特集 第37回総合リハビリテーション研究大会 総合リハビリテーションの深化を求めて-当事者の「社会参加」向上と総合リハビリテーション- 講演Ⅱ 障害者をめぐる動向―障害者権利条約に焦点を当てて― 藤井 克徳

講演Ⅱ
障害者をめぐる動向
―障害者権利条約に焦点を当てて―

藤井 克徳
日本障害フォーラム幹事会議長

要旨

 2014年1月20日,日本において障害者権利条約(以下,権利条約)が批准された。過去をふり返り,また近未来を見渡して,障害分野における最も大きな出来事の一つと言えよう。ただし,歴史的な意味を有する批准であるが,これとて手段にすぎない。大切なことは,あくまでも障害のある人の暮らしや社会参加の水準の向上につながるかどうかである。そうみていくと,批准は一つの通過点に過ぎず,障害分野の飛躍的な発展への新たなスタート台とみるべきである。この時点で,あらためて権利条約の概要と批准までの経緯を回顧し,締約国としての義務ならびにそれへの民間団体の関わり方等について考えてみたい。同時に,リハビリテーション関係者として権利条約にいかに関わるべきか,これに関する関連条項についても言及したい。

···

• _演習課題 A_
障害者権利条約をめぐる講演要旨について、次の問いに答えてください。
(i) 日本で障害者権利条約が批准されたのはいつですか。
(ii) 藤井克徳の肩書は何と記されていますか。
(iii) 批准をどのようなものとみるべきだと述べられていますか。
• _演習課題 B_
障害者権利条約をめぐる講演要旨の続きを、最後の文の後から書き継いでください。

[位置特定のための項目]

···

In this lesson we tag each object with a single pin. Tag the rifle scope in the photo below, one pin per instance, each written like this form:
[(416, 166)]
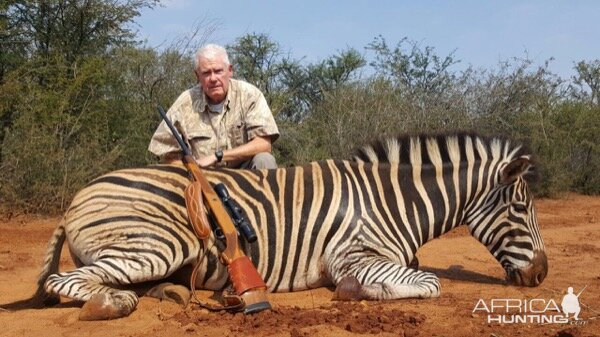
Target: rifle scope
[(236, 213)]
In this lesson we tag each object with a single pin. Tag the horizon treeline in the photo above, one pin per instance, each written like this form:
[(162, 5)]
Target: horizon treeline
[(78, 94)]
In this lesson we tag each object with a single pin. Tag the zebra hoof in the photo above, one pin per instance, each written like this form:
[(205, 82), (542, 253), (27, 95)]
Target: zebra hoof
[(348, 289), (104, 306), (171, 292), (414, 264)]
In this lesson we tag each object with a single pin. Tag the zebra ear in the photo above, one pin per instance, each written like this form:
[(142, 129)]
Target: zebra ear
[(514, 169)]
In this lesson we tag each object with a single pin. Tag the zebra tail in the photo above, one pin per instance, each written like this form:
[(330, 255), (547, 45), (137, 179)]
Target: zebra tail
[(41, 298)]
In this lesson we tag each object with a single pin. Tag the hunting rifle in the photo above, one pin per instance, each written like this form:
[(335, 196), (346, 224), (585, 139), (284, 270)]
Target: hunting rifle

···

• _最終解答 A_
(i) 2014年1月20日
(ii) 日本障害フォーラム幹事会議長
(iii) 障害分野の飛躍的な発展への新たなスタート台

• _最終解答 B_
はじめに

 本論に入る前に,一言触れておきたいことがある。それは,本研究大会の開催地(仙台市をはじめとする東北地方)と深く関係のある東日本大震災についてである。2011年3月11日の発生から数えて3年7カ月になるが,「障害からみた大震災」については,手つかずの課題や新たに顕在化している問題が数多くある。わけても看過できないのは,「障害のある人の死亡率が,住民全体の死亡率の2倍」の公的な検証が,未だ緒についていないことである。「2倍の死亡率」の事実については,各種の報道機関や一部の自治体から公表されているが,「なぜ2倍に及んだのか」「その背景に何があるのか」については全くと言っていいほど検証が進んでいない。本格的な検証については,一義的には国が成すべきである。しかし,日本障害フォーラム(JDF)などの再三にわたる要請にも関わらずその兆しはない。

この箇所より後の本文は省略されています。